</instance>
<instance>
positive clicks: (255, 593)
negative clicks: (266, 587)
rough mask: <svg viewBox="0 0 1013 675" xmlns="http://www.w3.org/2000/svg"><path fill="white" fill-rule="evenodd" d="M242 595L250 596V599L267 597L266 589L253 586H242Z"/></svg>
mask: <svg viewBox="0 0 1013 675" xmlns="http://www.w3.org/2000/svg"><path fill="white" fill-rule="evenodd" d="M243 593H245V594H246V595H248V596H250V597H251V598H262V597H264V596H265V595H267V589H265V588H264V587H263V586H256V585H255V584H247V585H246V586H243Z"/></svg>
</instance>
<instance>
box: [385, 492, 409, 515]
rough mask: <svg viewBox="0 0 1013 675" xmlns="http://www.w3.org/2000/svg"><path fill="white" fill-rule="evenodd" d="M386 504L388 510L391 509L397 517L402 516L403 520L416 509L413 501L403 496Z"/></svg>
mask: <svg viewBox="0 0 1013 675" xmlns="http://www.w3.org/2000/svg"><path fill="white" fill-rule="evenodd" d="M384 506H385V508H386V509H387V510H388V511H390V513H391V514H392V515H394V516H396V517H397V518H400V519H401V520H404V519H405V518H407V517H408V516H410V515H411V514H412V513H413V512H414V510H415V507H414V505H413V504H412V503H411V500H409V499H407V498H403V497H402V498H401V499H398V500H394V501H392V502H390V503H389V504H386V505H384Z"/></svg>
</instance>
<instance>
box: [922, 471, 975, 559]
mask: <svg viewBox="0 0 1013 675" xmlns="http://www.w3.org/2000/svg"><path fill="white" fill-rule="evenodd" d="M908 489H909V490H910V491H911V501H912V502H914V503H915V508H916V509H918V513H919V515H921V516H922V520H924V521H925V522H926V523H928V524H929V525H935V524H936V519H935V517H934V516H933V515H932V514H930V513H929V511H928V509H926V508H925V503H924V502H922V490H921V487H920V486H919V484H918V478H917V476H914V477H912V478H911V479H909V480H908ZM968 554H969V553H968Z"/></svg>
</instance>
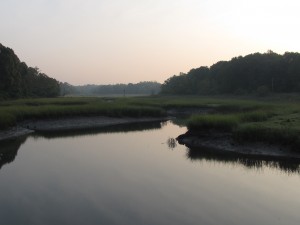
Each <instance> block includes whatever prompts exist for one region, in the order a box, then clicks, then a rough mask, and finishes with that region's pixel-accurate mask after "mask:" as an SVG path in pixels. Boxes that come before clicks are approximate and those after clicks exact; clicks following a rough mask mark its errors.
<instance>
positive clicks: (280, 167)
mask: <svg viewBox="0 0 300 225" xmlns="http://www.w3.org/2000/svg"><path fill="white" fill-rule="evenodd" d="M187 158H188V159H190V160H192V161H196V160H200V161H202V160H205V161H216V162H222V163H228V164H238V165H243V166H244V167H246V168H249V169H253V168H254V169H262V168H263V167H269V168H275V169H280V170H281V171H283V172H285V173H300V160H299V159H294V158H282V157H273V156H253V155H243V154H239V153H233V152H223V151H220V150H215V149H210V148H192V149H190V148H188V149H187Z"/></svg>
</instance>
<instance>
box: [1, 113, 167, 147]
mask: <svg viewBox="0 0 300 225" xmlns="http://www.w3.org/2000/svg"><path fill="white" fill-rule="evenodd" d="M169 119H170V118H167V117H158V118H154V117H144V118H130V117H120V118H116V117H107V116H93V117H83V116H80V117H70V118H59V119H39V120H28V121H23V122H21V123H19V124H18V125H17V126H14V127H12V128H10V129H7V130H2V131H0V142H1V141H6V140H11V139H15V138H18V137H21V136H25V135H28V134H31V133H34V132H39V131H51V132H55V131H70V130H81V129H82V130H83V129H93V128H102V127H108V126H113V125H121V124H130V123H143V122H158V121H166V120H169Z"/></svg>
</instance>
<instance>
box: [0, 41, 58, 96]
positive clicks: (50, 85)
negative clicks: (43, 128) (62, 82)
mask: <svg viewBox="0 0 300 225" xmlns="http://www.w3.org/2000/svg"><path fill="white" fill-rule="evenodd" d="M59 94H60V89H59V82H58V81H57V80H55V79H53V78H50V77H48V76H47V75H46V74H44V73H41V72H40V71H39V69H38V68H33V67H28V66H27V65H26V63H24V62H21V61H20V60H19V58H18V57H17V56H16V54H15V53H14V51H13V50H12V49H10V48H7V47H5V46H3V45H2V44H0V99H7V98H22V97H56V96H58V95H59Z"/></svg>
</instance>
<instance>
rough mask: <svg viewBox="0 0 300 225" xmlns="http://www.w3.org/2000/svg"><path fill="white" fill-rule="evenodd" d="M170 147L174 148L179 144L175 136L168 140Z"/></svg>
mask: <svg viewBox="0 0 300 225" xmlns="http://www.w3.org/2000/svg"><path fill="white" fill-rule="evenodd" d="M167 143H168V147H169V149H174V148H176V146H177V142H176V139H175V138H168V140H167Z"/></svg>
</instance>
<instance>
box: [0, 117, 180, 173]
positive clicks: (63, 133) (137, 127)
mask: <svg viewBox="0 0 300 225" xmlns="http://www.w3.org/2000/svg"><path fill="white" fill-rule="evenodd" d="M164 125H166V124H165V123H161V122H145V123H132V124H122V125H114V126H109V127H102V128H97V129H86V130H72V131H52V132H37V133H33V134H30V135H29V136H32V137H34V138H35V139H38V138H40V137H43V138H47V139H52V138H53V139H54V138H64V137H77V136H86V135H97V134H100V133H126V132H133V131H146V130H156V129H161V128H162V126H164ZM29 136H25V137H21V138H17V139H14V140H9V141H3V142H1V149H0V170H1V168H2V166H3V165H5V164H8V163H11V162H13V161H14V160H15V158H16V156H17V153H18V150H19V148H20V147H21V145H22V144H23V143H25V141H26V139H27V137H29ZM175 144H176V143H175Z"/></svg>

---

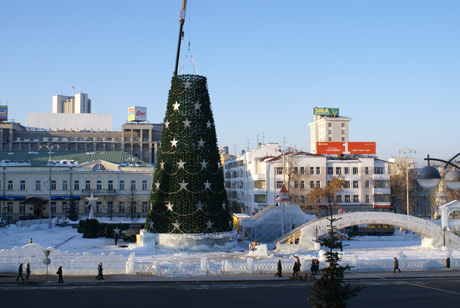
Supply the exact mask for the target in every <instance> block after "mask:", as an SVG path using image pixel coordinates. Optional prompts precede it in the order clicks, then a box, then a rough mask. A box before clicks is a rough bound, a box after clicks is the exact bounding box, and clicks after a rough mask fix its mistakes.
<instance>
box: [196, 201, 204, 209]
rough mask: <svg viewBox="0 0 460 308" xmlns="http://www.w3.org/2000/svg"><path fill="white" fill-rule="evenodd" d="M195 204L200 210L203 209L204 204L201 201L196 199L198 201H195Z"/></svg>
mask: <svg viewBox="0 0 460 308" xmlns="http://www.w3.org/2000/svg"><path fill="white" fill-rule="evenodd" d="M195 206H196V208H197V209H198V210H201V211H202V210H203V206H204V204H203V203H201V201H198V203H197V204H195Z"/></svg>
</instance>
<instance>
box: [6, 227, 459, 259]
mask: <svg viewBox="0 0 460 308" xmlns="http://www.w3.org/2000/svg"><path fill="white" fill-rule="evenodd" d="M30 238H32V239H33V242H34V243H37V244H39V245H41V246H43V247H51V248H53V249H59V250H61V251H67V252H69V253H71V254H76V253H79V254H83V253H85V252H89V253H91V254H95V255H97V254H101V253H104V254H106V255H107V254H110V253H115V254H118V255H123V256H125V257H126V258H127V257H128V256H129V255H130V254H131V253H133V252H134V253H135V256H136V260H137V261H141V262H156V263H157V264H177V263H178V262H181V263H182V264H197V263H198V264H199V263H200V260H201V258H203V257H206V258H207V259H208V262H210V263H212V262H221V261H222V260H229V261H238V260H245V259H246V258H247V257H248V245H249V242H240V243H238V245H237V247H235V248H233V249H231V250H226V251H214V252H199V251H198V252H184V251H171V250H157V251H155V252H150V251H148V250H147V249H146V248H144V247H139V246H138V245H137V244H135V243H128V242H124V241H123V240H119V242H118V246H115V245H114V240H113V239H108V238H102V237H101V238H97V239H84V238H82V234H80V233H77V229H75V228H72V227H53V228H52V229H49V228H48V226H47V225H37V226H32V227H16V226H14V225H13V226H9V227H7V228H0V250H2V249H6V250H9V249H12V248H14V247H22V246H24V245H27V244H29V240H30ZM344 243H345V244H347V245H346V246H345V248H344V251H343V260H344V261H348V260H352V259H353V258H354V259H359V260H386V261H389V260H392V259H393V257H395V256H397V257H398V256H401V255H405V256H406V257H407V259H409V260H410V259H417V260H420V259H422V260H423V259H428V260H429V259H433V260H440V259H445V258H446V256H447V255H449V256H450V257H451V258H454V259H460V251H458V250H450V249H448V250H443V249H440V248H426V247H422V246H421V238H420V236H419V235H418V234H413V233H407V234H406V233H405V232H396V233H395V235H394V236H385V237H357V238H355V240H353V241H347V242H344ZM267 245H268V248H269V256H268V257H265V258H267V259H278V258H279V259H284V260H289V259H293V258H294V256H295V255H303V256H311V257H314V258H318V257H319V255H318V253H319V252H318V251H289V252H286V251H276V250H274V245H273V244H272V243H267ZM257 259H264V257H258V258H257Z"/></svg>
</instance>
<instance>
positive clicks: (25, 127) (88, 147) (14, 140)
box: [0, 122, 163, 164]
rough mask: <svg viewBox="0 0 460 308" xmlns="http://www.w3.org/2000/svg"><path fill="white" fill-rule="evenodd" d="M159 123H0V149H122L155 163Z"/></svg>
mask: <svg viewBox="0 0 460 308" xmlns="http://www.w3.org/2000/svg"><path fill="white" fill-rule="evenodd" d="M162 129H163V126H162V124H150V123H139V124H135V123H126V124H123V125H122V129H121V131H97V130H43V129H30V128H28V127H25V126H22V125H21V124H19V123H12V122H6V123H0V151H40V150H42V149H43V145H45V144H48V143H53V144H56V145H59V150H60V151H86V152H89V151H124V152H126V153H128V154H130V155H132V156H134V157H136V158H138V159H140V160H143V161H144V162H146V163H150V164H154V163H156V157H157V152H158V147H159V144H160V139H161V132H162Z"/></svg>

_Your assignment_.
How many lines above contain the string "prompts"? Reply with the number alone.

_Result of this exercise_.
2